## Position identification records
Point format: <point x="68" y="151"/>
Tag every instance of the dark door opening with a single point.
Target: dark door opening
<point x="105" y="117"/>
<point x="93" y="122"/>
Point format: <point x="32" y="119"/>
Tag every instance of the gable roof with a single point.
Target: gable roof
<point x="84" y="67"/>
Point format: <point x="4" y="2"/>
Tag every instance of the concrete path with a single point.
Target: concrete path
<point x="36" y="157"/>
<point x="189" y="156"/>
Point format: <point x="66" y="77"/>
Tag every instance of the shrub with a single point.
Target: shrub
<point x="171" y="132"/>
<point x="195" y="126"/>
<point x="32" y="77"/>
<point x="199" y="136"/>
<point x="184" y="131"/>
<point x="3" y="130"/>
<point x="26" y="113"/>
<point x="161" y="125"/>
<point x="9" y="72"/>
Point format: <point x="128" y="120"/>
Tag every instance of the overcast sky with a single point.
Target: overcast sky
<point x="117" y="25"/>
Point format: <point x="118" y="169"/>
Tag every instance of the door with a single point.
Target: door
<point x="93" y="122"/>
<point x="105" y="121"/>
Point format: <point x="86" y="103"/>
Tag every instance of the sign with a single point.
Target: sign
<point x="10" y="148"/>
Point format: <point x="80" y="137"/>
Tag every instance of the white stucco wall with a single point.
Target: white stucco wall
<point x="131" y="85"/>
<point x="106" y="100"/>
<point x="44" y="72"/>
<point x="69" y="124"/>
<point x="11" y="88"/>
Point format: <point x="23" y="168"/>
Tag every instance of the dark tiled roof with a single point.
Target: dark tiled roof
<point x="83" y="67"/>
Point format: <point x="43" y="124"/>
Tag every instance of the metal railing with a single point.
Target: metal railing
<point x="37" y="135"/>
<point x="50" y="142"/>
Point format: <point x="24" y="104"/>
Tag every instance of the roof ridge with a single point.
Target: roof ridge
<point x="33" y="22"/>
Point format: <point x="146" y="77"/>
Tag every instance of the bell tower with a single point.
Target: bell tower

## Stated problem
Exactly as shown, repeat every record.

## Right answer
Point format: <point x="68" y="151"/>
Tag every instance of the dark door opening with a single point.
Target: dark door opening
<point x="105" y="117"/>
<point x="93" y="122"/>
Point format: <point x="32" y="119"/>
Tag every instance of the gable roof with a single point.
Target: gable roof
<point x="84" y="67"/>
Point format: <point x="4" y="2"/>
Tag every instance of the concrete path with a single point.
Target: concrete path
<point x="36" y="157"/>
<point x="189" y="156"/>
Point format: <point x="66" y="77"/>
Tag every instance of the shrub with a single point.
Target: shrub
<point x="171" y="132"/>
<point x="195" y="126"/>
<point x="32" y="77"/>
<point x="199" y="136"/>
<point x="184" y="131"/>
<point x="3" y="130"/>
<point x="26" y="113"/>
<point x="161" y="125"/>
<point x="9" y="72"/>
Point format: <point x="128" y="120"/>
Tag every instance of the overcast sky with a single point.
Target: overcast sky
<point x="117" y="25"/>
Point format: <point x="118" y="169"/>
Tag every instance of the door with a single point.
Target: door
<point x="93" y="122"/>
<point x="105" y="121"/>
Point format: <point x="86" y="103"/>
Tag every instance of the sign with a single point.
Target: sign
<point x="10" y="148"/>
Point format: <point x="80" y="137"/>
Tag every instance of the white stucco wall with a single point.
Target: white stucco wall
<point x="131" y="85"/>
<point x="106" y="100"/>
<point x="44" y="72"/>
<point x="69" y="124"/>
<point x="11" y="88"/>
Point format: <point x="23" y="168"/>
Tag every instance of the dark tiled roof with a single point.
Target: dark tiled roof
<point x="83" y="67"/>
Point format: <point x="43" y="124"/>
Tag every instance of the metal railing with a single point.
Target: metal railing
<point x="37" y="135"/>
<point x="50" y="142"/>
Point format: <point x="24" y="104"/>
Tag every instance of the roof ridge with a single point.
Target: roof ridge
<point x="33" y="22"/>
Point format: <point x="146" y="77"/>
Tag every instance of the bell tower with a single point.
Target: bell tower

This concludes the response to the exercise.